- Task to carry out -
Pick out and copy every line in the material below that contains the string "stripe", matching case exactly.

- Records for the task -
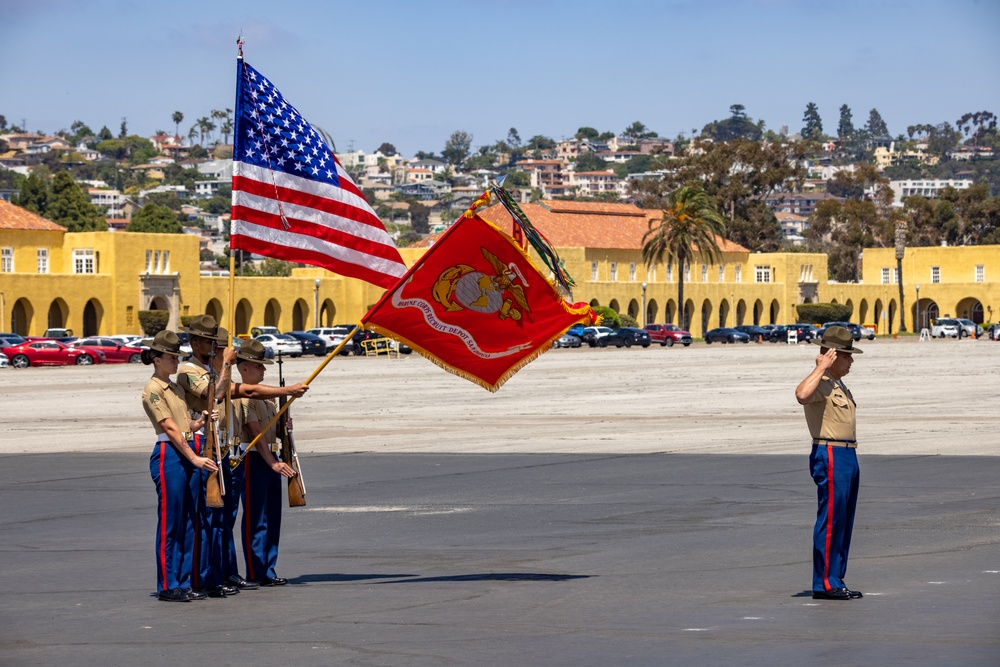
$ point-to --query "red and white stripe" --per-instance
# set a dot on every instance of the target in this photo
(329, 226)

* * *

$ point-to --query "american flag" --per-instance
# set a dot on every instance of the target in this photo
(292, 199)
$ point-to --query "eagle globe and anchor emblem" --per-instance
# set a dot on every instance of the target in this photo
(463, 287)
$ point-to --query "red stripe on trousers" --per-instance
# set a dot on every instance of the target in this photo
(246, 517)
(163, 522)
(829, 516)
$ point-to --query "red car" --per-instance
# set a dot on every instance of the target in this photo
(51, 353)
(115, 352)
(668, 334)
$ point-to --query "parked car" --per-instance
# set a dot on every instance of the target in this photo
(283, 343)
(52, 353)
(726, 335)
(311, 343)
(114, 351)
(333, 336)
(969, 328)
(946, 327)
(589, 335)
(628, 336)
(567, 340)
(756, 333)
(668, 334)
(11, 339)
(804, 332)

- Expected answer -
$ point-to --query "red and white stripe" --per-instance
$ point-to --query "red stripe on trousers" --per-instance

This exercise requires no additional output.